Return, with no changes, the lines below that start at the one containing "the drum rim" and run through the last line, including both.
*-*-*
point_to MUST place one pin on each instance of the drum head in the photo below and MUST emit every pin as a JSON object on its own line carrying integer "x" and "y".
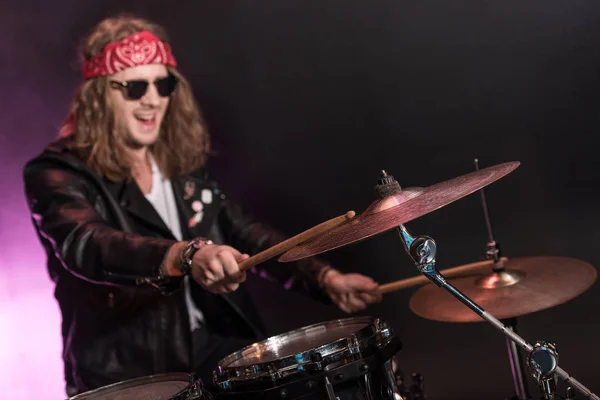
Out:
{"x": 155, "y": 387}
{"x": 295, "y": 342}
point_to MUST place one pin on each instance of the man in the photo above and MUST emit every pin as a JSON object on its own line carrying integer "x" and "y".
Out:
{"x": 142, "y": 245}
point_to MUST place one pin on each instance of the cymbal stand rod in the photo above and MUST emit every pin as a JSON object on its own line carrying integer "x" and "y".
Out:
{"x": 422, "y": 250}
{"x": 516, "y": 363}
{"x": 493, "y": 249}
{"x": 493, "y": 252}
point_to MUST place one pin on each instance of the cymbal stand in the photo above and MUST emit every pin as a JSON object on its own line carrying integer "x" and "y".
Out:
{"x": 543, "y": 358}
{"x": 514, "y": 356}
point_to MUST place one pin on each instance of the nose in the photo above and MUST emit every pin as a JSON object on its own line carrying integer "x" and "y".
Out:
{"x": 151, "y": 97}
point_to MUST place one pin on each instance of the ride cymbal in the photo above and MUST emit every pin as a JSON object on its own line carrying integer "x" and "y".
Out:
{"x": 524, "y": 286}
{"x": 399, "y": 208}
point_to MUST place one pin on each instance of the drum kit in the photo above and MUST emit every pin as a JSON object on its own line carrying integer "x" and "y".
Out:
{"x": 353, "y": 358}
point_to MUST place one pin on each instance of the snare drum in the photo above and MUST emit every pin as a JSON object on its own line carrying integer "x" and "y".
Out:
{"x": 154, "y": 387}
{"x": 341, "y": 359}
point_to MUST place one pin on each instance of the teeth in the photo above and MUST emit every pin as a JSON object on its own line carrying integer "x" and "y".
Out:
{"x": 145, "y": 117}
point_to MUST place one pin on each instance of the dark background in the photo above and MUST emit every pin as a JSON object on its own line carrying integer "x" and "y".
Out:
{"x": 306, "y": 102}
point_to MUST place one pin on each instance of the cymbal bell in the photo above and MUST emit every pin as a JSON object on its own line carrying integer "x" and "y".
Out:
{"x": 525, "y": 285}
{"x": 399, "y": 208}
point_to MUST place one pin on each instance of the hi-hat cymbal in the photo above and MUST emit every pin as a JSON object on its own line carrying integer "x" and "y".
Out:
{"x": 399, "y": 208}
{"x": 526, "y": 285}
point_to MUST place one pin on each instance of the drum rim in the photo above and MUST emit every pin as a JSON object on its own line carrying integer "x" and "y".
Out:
{"x": 224, "y": 375}
{"x": 156, "y": 378}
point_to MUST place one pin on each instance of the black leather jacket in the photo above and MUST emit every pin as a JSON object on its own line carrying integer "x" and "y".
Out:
{"x": 105, "y": 243}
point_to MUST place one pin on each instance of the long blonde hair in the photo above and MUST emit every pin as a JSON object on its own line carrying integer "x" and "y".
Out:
{"x": 183, "y": 144}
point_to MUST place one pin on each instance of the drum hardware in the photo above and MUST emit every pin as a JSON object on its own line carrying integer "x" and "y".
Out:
{"x": 493, "y": 253}
{"x": 338, "y": 359}
{"x": 172, "y": 386}
{"x": 398, "y": 206}
{"x": 543, "y": 361}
*-*-*
— TASK RESULT —
point_to MUST place one pin on each instance of the drum rim in the photo above and MUST emit every pin as a JSON object on its own line carrying integer "x" and "y".
Out:
{"x": 224, "y": 375}
{"x": 156, "y": 378}
point_to MUST place one pin on each instance of the black leather jacket in the photo above and MUST emit every pin as a JSON object on its own line carrying integer "x" and "y".
Out:
{"x": 105, "y": 243}
point_to MUST place one pin on each instance of the long blonde hair in the photo above and MUST emit every pin as a JSON object on its own line carrying integer "x" and "y".
Out:
{"x": 183, "y": 144}
point_to MUST place one pin on each instance of the drum hardware in the photo above and MUST emit every pin as a JSON object on its own line carrying integer "x" and "y".
Out:
{"x": 493, "y": 253}
{"x": 338, "y": 359}
{"x": 172, "y": 386}
{"x": 398, "y": 206}
{"x": 543, "y": 361}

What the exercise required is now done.